# [WHAT TO WORK ON]
[1] In the passage on Haslanger's theory of ideology, what example does Haslanger use to illustrate a social practice?
[2] Pick up the passage on Haslanger's theory of ideology right after its final sentence and carry it forward.

# [TEXT SEGMENT]
-------------------------
Sally Haslanger builds on this insight.[14] She argues that overcoming injustice requires changing ideologies, and that this in turn requires changing the social practices through which ideologies are learned. Haslanger defines culture as sets of social meanings and practices that ‘shape and filter how we think and act’.[15] Ideology, she proposes, is a subset of culture. Specifically, she proposes that ideology refers to sets of social meanings which a) function to stabilize problematic social hierarchies, and which b) do so through masking or illusions which make unjust social arrangements appear as if they are just.[16] By making problematic social hierarchies appear just, ideologies lead people to willingly accept these social arrangements, believing that in doing so they are acting in ways that are moral and fair.[17]
Haslanger argues that we absorb ideologies and other aspects of culture through social practices. Participation in social practices instils tacit understandings of ‘the way things are done’, and these social meanings shape how individuals perceive and interpret the world around them. To illustrate the idea of a practice, Haslanger gives the example of giving and listening to a public lecture.[18] She points out that members of the audience seamlessly come into the room and sit down in the audience seats, without needing to think about it. They become quiet when the talk begins, and none of them spontaneously come to the lectern to speak. Everybody present understands how things are done, and this knowledge of how things are done smoothly facilitates social action and interaction. Social practices help us acquire a framework of meanings and perspectives on the world. They equip us with social schema, the toolkits or repertoires that we use to negotiate our social interactions.[19] Being socialized is a matter of absorbing these social schema so that we can move relatively effortlessly through the world and coordinate with one another. We become fluent in social practices as we grow up, much as we become fluent in language. Unjust social hierarchies, Haslanger thinks, are reproduced through problematic social practices that generate widely shared unjust ‘social schemas’ and culture.[20] For instance, racist social meanings inferiorize some groups on the basis of ‘colour’ (racialized somatic or bodily traits associated with ancestry and geographical origin), just as sexism inferiorizes some groups on the basis of primary and secondary sex characteristics and gender; classism on the basis of ‘classed’ traits; and ableism on the basis of perceived markers of ability.[21]
Since ideologies are inculcated through social practices, one way to ‘loosen the grip’ of an ideology is to refuse to go along with the social practices that affirm and uphold it. Challenging problematic social practices is a way of stimulating what has sometimes been called ‘ideology critique’. Challenging social practices can reveal the occlusions or misrepresentations which mask injustices. In turn, it can lead people to perceive the unjust effects that are maintained by these illusions, and thus lead people to be unwilling to go along with unjust social arrangements that they previously accepted. In summary, Haslanger’s argument can be reconstructed as follows.
-------------------------
# [GIVEN INFORMATION]
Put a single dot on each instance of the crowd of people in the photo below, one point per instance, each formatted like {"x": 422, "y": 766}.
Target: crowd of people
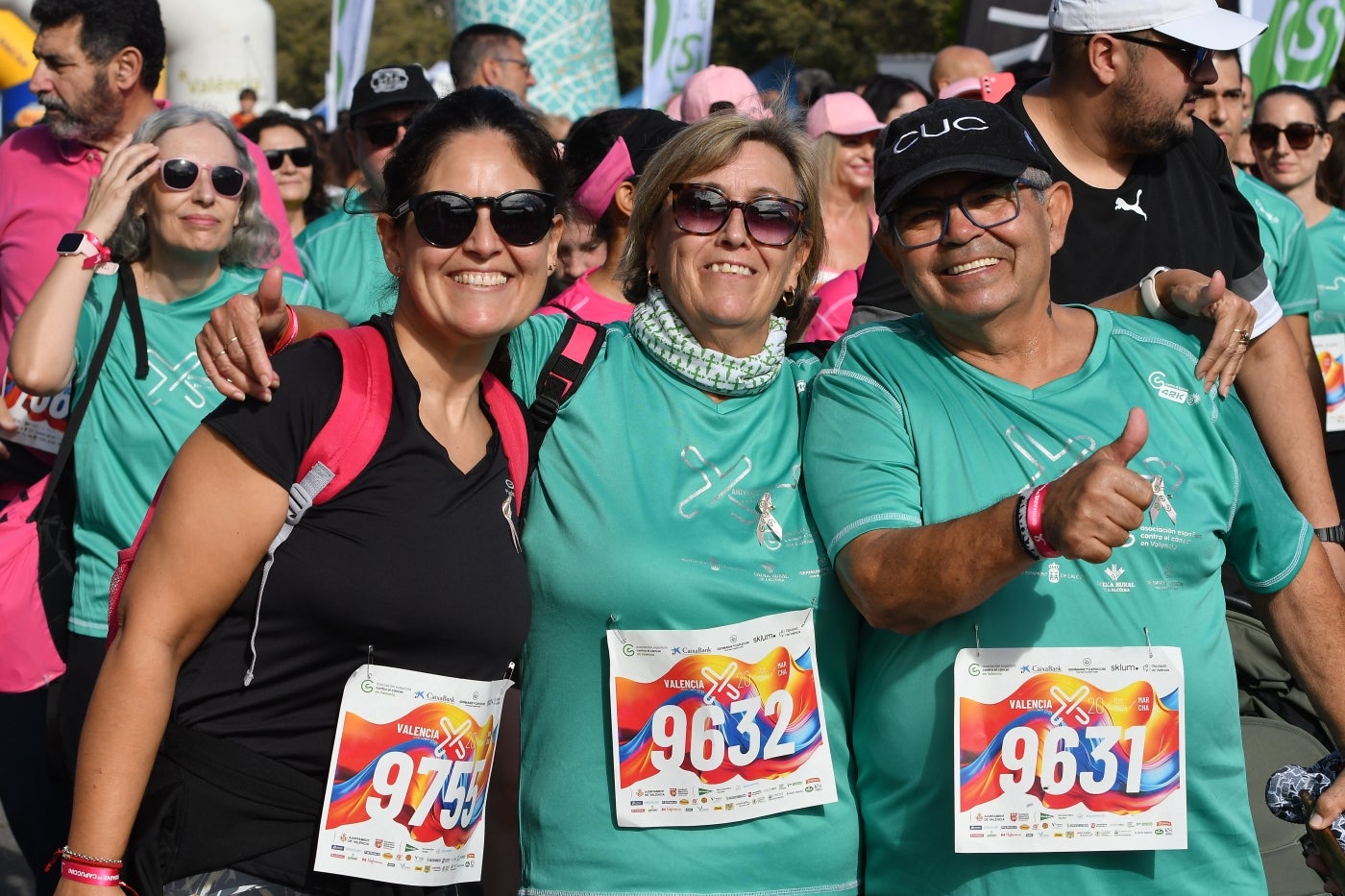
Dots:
{"x": 869, "y": 490}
-------------------------
# [RESPONSE LIST]
[1] Giving and listening to a public lecture.

[2]
Premise 1) Existing race, class and gender hierarchies are unjust.
Premise 2) It is important to challenge unjust hierarchies, to create a more just world.
Premise 3) Social hierarchies are partly produced and upheld by ideologies.
Premise 4) Ideology refers to social meanings which function to stabilize power, and which do so by making injustices appear just.
Premise 5) Ideologies are generated and maintained through social practices.
Conclusion) Progressive social change can therefore come about by challenging the social practices that maintain unjust ideologies.
Toppling statues and renaming schools
Contemporary activists for social justice often advocate the removal or re-contextualization of cultural objects that are seen as symbols of white supremacy, colonialism, patriarchy, classism, ableism, heterosexism, indigenous genocide, or other forms of problematic social hierarchy. Like protesters of the Civil Rights era, they are targeting specific social practices in order to bring about wider cultural change.[22]
For example, indigenous activists and their allies, following Takir Mamani and Tupaj Katari, have long advocated using the name Abya Yala to refer to the land more widely known today as America.[23] Names and language shape understanding in deep ways.[24] Using a different name for the land reveals that America is constructed, and that this national identity is neither necessary nor natural. Refusing to use colonial place names is a way of asserting the authority of First Nations peoples’ relationship to the land, and of rejecting the idea that the descendants of European colonists are legitimate inheritors and governors of the place they call America.
Amongst the cultural objects that campaigners have sought to remove or re-contextualize are flags, statues, and place-names associated with colonialism and slavery. The rationale for removing such objects has several dimensions. One argument for removing statues and renaming places called after contested figures is as follows.
P1) Statues and place-names confer honour and esteem on their namesakes.
P2) They also express identity, and say something about who we are.
P3) Moreover, they send a signal to people about who in the community has power and authority, and who the community’s leaders are.
P4) It is inappropriate to honour and esteem people who have carried out grave injustices. It is also wrong to identify with them, build community around them, or give them power and authority.
P5) Person X carried out grave injustices, and so (from P4) it is inappropriate to honour them.
C) The places named after X should therefore be renamed, and the statues of X should be removed.
By arguing that it is wrong for these objects to play their current cultural roles, campaigners bring attention to distortions or occlusions that have made it appear otherwise. Thus the second rationale for these campaigns focuses on the epistemic dimension of ideology critique. This argument is as follows:
P6) The social practices or social meanings connected to Object X are functioning to legitimize unjust social arrangements, and doing so through some kind of masking or illusion.
P7) Removing or re-contextualizing Object X will help to reveal these illusions for what they are.
P8) Revealing these illusions for what they are will make it easier to motivate people to transform unjust social arrangements.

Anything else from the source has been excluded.